* begin Excerpted text *
# SPDX-License-Identifier: BSD-3-Clause
# Copyright 2018-2020 NXP

QDMA
----

Introduction:
The qDMA controller transfers blocks of data between one source and one or
more destinations. The blocks of data transferred can be represented in
memory as contiguous or non-contiguous using scatter/gather table(s). Channel
virtualization is supported through enqueuing of DMA jobs to, or dequeuing
DMA jobs from, different work queues.

The qDMA supports channel virtualization by allowing DMA jobs to be enqueued
into different command queues. Core can initiate a DMA transaction by
preparing a command descriptor (CD) for each DMA job and enqueuing this job
through a command queue.  The qDMA prefetches DMA jobs from command queues.

It then schedules and dispatches to internal DMA hardware engines, which
generate read and write requests. Both qDMA source data and destination data
can be either contiguous or non-contiguous using one or more scatter/gather
tables.

DPDK based QDMA driver
----------------------

The DPAA2 QDMA is an implementation of the rawdev API in DPDK, that provide
means to initiate a DMA transaction from CPU. The initiated DMA is performed
without CPU being involved in the actual DMA transaction. This is achieved via
using the DPDMAI device exposed by MC on DPAA2 devices .

More info is available at:
https://doc.dpdk.org/guides/rawdevs/dpaa2_qdma.html

DPDK based QDMA APIs are available at:
https://doc.dpdk.org/api/rte__pmd__dpaa2__qdma_8h.html
or at: https://source.codeaurora.org/external/qoriq/qoriq-components/dpdk/tree
/drivers/raw/dpaa2_qdma/rte_pmd_dpaa2_qdma.h?h=integration

There is one sample application in NXP SDK to demonstrate the usages of QDMA
APIs.
1. dpdk-qdma-demo - simple app to transfer and test memory copy between mem and pci
in various options using QDMA.

=====================================
Precondition to run any dpdk based APP

=> create the MC objects for network and DMA in MC

# use DPDMAI count as 16 or higher e.g.
export DPDMAI_COUNT=48
source /usr/local/dpdk/dpaa2/dynamic_dpl.sh dpmac.5
or
source /usr/bin/dpdk-example/extras/dpaa2/dynamic_dpl.sh dpmac.5
export DPRC=dprc.2

------------------------------------------------------
qdma_demo - APP to test memory transfer over PCI
-----------------------------------------------------
This application demonstrates usage of QDMA driver API in order to do QDMA
transfer over PCIE. This can be used to test FPGA PCIe memory area read/write
throughput bandwidth, the current DPDK QDMA demo is ready for it.
* end Excerpted text *
* begin Extracted records *
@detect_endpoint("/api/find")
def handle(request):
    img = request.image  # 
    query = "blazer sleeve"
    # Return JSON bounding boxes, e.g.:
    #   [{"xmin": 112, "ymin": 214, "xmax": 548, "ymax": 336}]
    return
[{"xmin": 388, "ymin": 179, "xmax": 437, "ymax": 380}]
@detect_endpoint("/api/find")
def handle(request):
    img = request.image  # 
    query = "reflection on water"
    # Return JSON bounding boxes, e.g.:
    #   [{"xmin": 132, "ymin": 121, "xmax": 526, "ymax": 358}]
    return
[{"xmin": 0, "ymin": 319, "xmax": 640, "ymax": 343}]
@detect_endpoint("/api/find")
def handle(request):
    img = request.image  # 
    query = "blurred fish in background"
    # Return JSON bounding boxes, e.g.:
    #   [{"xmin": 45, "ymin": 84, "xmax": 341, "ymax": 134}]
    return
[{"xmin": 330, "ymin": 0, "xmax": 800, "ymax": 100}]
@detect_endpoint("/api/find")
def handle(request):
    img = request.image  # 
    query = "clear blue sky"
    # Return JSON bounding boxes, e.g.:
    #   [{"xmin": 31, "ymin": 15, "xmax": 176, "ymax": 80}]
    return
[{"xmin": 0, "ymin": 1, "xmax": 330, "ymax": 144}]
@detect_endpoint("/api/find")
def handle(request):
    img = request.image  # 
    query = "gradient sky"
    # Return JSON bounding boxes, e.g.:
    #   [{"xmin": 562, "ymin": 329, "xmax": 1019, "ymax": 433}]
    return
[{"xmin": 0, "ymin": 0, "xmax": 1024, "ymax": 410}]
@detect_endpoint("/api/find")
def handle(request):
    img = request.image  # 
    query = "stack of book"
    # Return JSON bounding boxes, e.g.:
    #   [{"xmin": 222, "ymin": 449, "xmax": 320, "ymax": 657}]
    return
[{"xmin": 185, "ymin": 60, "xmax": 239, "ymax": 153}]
* end Extracted records *
Requirements:
1) Output the portion of the QDMA documentation that opens with the words containing "export DPDMAI_COUNT=48" and closes with "ready for it.".
2) Go on writing the QDMA documentation from the point where it stops.
The entries have nothing to do with the QDMA documentation.

Task-by-task outputs:
1)
export DPDMAI_COUNT=48
source /usr/local/dpdk/dpaa2/dynamic_dpl.sh dpmac.5
or
source /usr/bin/dpdk-example/extras/dpaa2/dynamic_dpl.sh dpmac.5
export DPRC=dprc.2

------------------------------------------------------
qdma_demo - APP to test memory transfer over PCI
-----------------------------------------------------
This application demonstrates usage of QDMA driver API in order to do QDMA
transfer over PCIE. This can be used to test FPGA PCIe memory area read/write
throughput bandwidth, the current DPDK QDMA demo is ready for it.

2)
The setup is as given below:

  PCIe Root (Host) device  <== PCI link ==> PCIe End point device

  qdma_demo runs on PCIE root device and it does data transfer between local
  memory of PCI host to the memory of End point over PCI link.

  The application has been tested uisng following hardware:
  - PCIe Root (host) - LX2 RDB
  - PCIe end point - LX2 RDB (or Any other PCI based EP)

2. Assumptions
  - The end point exposes the targeted memory of test using one of the BARs
  - Host Enumerates the End point correctly and assigns the addresses to the BAR
    which is used as target of memory transfer.
  - Host can read the End point BAR using tool like lspci.

3. Compilation

   Compilation command
   --------------------
   Note: If you are using Scatter Gather support, It is preferable to build DPDK through
	 standard compilation steps after manually setting RTE_LIBRTE_DPAA2_USE_PHYS_IOVA
	 as true in config/arm/meson.build.

   meson arm64-build --cross-file config/arm/arm64_dpaa_linux_gcc -Dexamples=qdma_demo
   ninja -C arm64-build

4. Steps of execution

  End Point steps
  ===============
  a) If LX2-EP PCI card, boot it to u-boot prompt only
  b) For standard PCI NIc card - nothing needs to be done.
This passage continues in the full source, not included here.